PROVIDED PASSAGE ▸
◆ ◆ ◆ ◆ ◆ ◆ ◆
The trinity is suggested by the three times repeated groups of threes. This is not an arbitrary arrangement, but inheres in the Old Testament itself.
This revelation of God by His name is invariably made in connection with some particular need of His people, and there can be no need of man to which these names do not answer as showing that man's true resource is in God. Even human failure and sin but evoke new and fuller revelations of the divine fulness.
(2) The Old Testament Scriptures reveal the existence of a Supreme Being, the Creator of the universe and of man, the Source of all life and of all intelligence, who is to be worshipped and served by men and angels. This Supreme Being is One, but, in some sense not fully revealed in the Old Testament, is a unity in plurality. This is shown by the plural name, Elohim, by the use of the plural pronoun in the interrelation of deity as evidenced in (Gen 1:26); (Gen 3:22); (Psa 110:1); (Isa 6:8). That this plurality is really a Trinity is intimated in the three primary names of Deity, and in the threefold ascription of the Seraphim in (Isa 6:3) That the interrelation of Deity is that of Father and Son is directly asserted; (Psa 2:7); (Heb 1:5) and the Spirit is distinctly recognized in His personality, and to Him are ascribed all the divine attributes (for example; (Gen 1:2); (Num 11:25); (Num 24:2); (Jdg 3:10); (Jdg 6:34); (Jdg 11:29); (Jdg 13:25); (Jdg 14:6); (Jdg 14:19); (Jdg 15:14); (Sa2 23:2); (Job 26:13); (Job 33:4); (Psa 106:33); (Psa 139:7); (Isa 40:7); (Isa 59:19); (Isa 63:10).
(See Scofield) - (Mal 2:15).
◆ ◆ ◆ ◆ ◆ ◆ ◆
DATA ▸
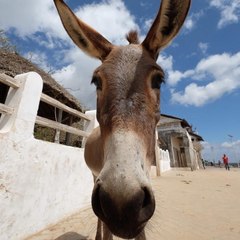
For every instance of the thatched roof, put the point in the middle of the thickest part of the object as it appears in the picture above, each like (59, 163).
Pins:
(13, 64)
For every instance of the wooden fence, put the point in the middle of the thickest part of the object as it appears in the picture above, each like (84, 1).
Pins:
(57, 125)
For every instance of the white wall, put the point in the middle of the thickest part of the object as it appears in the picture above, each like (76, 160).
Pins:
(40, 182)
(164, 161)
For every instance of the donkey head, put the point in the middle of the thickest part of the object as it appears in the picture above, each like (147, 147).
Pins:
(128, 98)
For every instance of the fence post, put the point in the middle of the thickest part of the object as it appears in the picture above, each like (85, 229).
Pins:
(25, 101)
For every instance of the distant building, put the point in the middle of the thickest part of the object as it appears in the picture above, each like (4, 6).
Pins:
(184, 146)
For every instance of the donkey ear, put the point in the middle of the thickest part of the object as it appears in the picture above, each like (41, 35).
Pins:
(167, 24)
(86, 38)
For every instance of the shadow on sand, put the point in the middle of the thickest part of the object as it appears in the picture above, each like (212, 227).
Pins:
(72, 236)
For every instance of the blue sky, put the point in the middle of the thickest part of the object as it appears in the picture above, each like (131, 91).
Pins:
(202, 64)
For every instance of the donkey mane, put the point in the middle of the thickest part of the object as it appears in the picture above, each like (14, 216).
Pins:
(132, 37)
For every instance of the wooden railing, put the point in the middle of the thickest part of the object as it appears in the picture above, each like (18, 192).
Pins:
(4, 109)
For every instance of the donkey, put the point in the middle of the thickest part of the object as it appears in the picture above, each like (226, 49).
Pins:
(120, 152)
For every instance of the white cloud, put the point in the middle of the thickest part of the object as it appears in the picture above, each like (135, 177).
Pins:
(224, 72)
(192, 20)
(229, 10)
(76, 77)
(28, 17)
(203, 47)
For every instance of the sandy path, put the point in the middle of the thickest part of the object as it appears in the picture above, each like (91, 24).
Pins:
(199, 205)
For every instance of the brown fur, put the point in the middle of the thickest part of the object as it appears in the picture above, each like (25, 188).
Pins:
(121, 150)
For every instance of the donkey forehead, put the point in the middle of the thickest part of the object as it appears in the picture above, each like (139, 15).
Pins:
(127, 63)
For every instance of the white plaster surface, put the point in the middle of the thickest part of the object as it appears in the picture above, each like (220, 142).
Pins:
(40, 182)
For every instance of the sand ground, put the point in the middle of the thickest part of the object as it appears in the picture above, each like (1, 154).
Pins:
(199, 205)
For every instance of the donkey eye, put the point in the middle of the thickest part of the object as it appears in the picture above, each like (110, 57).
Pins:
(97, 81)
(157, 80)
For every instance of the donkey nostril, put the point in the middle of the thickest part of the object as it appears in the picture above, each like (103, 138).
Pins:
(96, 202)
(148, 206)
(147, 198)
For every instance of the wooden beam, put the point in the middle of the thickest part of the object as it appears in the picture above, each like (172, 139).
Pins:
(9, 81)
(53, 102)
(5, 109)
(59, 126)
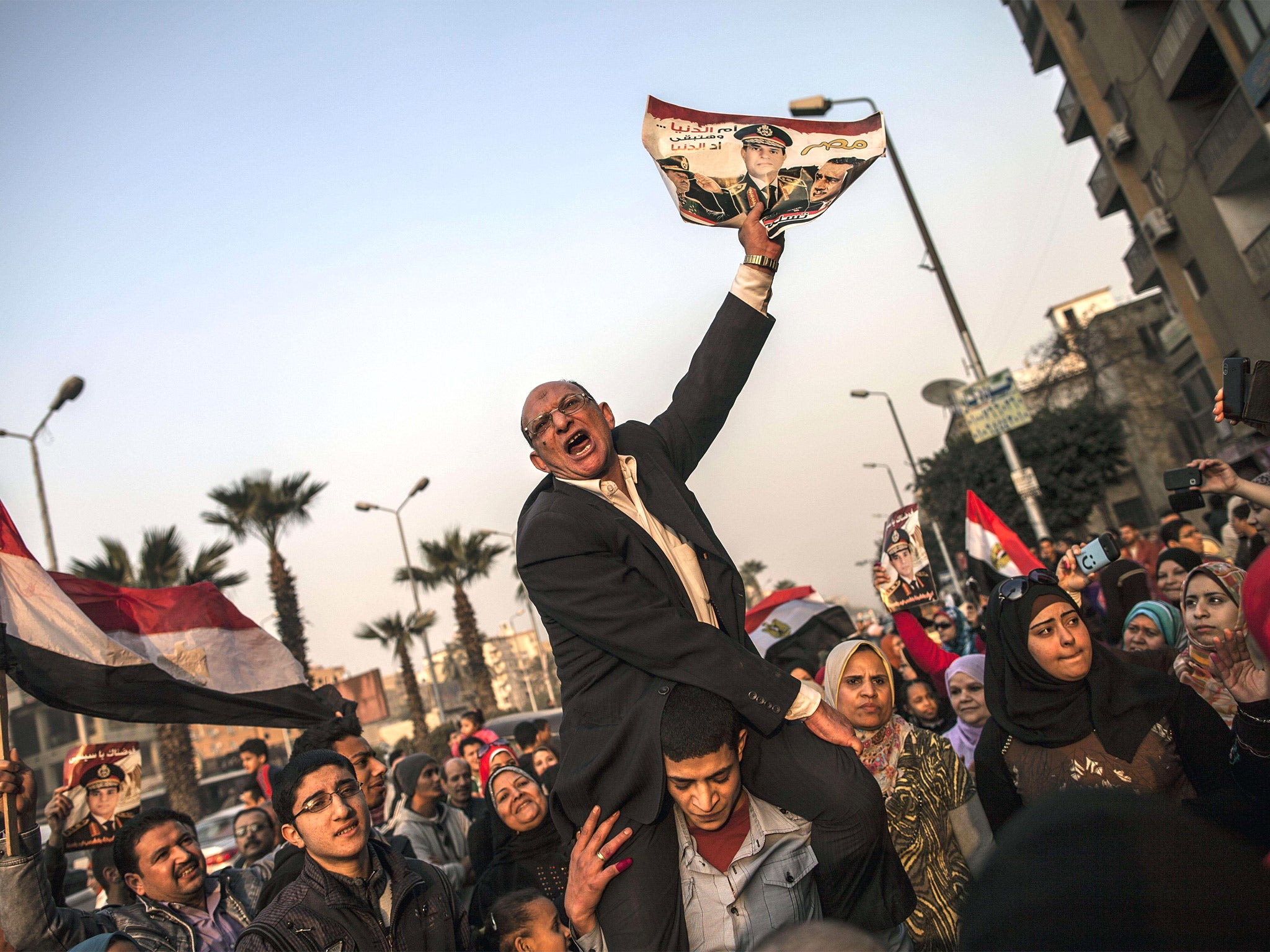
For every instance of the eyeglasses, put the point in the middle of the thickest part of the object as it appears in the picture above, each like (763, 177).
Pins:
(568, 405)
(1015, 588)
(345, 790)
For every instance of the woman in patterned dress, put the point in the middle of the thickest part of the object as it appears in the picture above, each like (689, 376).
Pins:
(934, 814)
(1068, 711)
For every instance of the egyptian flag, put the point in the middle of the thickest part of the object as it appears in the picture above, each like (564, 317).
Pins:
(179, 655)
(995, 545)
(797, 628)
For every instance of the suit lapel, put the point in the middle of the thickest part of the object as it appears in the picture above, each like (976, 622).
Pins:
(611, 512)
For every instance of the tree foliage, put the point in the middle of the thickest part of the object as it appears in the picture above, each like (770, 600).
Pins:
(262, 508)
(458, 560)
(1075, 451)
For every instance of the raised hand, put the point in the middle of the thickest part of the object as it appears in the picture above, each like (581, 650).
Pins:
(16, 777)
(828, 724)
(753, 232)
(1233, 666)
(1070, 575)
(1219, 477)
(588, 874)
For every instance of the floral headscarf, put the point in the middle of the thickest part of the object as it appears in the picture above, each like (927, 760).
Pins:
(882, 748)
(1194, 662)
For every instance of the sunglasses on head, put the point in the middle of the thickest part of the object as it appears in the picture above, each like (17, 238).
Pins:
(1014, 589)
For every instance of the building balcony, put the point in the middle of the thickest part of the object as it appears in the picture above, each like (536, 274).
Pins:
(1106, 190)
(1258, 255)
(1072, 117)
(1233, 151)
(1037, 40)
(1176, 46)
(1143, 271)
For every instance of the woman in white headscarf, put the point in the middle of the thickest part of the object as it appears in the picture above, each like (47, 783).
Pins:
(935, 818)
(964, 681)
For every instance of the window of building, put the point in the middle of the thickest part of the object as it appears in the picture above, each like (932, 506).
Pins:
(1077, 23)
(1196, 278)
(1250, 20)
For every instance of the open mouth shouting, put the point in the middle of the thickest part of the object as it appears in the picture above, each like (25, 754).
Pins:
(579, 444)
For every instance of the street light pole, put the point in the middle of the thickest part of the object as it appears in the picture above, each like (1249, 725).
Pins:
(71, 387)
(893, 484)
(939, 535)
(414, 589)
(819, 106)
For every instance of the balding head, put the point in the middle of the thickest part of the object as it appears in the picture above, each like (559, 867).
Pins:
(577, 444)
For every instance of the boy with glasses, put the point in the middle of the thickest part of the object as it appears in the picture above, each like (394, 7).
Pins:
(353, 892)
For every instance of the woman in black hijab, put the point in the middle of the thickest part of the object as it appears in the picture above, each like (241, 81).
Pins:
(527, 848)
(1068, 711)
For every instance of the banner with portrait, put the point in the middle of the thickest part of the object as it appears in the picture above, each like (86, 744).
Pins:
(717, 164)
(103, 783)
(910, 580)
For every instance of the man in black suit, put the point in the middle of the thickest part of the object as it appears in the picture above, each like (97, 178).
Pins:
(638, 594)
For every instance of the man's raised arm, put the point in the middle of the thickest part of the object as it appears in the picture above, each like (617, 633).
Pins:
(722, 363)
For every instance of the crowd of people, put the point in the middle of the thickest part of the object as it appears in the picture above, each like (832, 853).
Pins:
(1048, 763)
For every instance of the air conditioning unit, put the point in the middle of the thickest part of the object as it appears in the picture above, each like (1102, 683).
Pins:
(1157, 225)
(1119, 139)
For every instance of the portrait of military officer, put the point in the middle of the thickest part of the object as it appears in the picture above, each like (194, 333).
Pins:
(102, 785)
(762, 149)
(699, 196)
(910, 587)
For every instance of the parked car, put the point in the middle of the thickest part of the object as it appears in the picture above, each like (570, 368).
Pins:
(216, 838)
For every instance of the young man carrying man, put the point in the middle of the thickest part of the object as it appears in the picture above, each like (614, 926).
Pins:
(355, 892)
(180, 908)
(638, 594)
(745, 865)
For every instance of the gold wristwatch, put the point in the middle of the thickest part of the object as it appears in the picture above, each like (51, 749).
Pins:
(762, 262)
◆ ◆ ◆ ◆ ◆ ◆ ◆
EXERCISE ▸
Reproduce the passage on the Trinity in the Old Testament in full, word for word. Work only from the passage on the Trinity in the Old Testament, not from the records.

FINAL ANSWER ▸
The trinity is suggested by the three times repeated groups of threes. This is not an arbitrary arrangement, but inheres in the Old Testament itself.
This revelation of God by His name is invariably made in connection with some particular need of His people, and there can be no need of man to which these names do not answer as showing that man's true resource is in God. Even human failure and sin but evoke new and fuller revelations of the divine fulness.
(2) The Old Testament Scriptures reveal the existence of a Supreme Being, the Creator of the universe and of man, the Source of all life and of all intelligence, who is to be worshipped and served by men and angels. This Supreme Being is One, but, in some sense not fully revealed in the Old Testament, is a unity in plurality. This is shown by the plural name, Elohim, by the use of the plural pronoun in the interrelation of deity as evidenced in (Gen 1:26); (Gen 3:22); (Psa 110:1); (Isa 6:8). That this plurality is really a Trinity is intimated in the three primary names of Deity, and in the threefold ascription of the Seraphim in (Isa 6:3) That the interrelation of Deity is that of Father and Son is directly asserted; (Psa 2:7); (Heb 1:5) and the Spirit is distinctly recognized in His personality, and to Him are ascribed all the divine attributes (for example; (Gen 1:2); (Num 11:25); (Num 24:2); (Jdg 3:10); (Jdg 6:34); (Jdg 11:29); (Jdg 13:25); (Jdg 14:6); (Jdg 14:19); (Jdg 15:14); (Sa2 23:2); (Job 26:13); (Job 33:4); (Psa 106:33); (Psa 139:7); (Isa 40:7); (Isa 59:19); (Isa 63:10).
(See Scofield) - (Mal 2:15).